EXERCISE OBJECTIVE -
Resume the review of the horror film A Tale of Two Sisters below, picking up right after its last sentence.

EXTRACT PROVIDED -
= = = = =
Throughout “Spooktober,” Nicklaus Neitling reviews one horror property each weekday.
I’m not a big fan of haunted house fare, but South Korean horror flick A Tale of Two Sisters does it better than most American films.
Written and directed by Kim Jee-Woon, A Tale of Two Sisters follows Su-Mi (Im Soo-jung) after she returns from a psychiatric hospital. Her father (Kim Kap-soo) takes her to their private home in the countryside to join her sister, Su-Yeon (Moon Geun-young). There she is greeted by her new stepmother, Eun-Joo (Yum Jung-ah). It’s clear from the beginning that there’s an underlying dysfunction but it’s quickly overshadowed by a ghostly presence.
What makes the film stand out is the use of the ghosts as an allegory for personal trauma. I admit a lot of films do this, but this one is probably the most effective at it.
Spoilers for A Tale of Two Sisters.
= = = = =
LISTED RECORDS -
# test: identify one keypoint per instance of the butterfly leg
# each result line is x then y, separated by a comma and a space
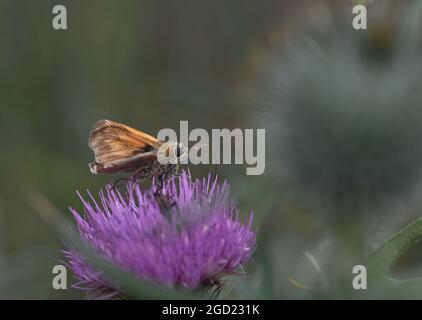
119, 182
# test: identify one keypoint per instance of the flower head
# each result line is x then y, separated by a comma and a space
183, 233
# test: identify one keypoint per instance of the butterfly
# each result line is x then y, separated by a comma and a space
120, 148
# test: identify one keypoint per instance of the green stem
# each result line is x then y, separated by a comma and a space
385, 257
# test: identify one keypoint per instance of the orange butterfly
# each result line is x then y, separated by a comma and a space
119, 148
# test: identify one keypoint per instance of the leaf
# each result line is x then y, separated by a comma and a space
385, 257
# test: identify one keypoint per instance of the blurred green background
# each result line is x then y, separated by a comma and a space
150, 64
= = = = =
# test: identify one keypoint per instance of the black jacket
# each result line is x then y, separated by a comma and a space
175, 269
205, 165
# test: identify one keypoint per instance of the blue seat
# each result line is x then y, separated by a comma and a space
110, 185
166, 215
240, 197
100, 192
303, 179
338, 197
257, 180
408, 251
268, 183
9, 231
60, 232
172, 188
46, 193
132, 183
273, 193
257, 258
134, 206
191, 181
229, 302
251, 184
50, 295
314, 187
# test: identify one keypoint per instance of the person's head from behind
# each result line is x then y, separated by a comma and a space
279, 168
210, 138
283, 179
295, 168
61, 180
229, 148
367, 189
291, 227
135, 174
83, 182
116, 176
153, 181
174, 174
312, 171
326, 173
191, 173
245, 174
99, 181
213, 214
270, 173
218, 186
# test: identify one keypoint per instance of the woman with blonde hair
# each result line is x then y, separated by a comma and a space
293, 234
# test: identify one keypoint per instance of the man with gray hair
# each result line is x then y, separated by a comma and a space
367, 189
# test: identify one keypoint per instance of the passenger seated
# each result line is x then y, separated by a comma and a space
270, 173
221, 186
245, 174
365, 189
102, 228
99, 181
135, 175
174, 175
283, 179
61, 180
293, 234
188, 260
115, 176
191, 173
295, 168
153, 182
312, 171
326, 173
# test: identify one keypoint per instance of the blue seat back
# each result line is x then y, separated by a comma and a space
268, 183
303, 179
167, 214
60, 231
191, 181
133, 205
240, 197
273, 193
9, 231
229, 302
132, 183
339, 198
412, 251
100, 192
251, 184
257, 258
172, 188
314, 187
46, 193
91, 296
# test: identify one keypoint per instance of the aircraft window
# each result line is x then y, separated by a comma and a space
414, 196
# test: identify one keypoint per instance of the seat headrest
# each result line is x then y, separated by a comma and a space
= = = = =
RESULT OF THE EXERCISE -
Throughout the film, sisters Su-Mi and Su-Yeon are haunted by the monstrous ghost of their deceased mother. The children try to reconcile their angst with their fear of this ghost. Su-Mi is desperate for her father to notice the abuse Su-Yeon suffers at the hands of their stepmother, but their father refuses to listen.
Throughout the film, flashbacks reveal that the girls’ mother was terminally ill and the father fell in love with Eun-Joo, who was her live-in nurse. The film builds on Eun-Joo’s abuse and the house’s haunting until both intertwine in a heartbreaking twist.
It turns out that all of the house’s supernatural elements are Su-Mi’s delusions. Su-Yeon isn’t real; she died when trying to stop her mother’s suicide. Su-Mi could’ve stopped her sister’s fate, but her anger towards Eun-Joo kept her from staying in the house. Eun-Joo, however, knew Su-Yeon was dying but wanted to teach Su-Mi a lesson.
Under weaker direction, this twist would come of as cheap. But Woon’s choice to tell the story of Su-Mi’s regret and grief through these elements makes the film’s horror stay with you.
Her reluctance to deal with her mother’s suicide, her anger towards both her father and her step-mother, her guilt from her inability to save her younger sister: all these are expressed through a broken haunted house.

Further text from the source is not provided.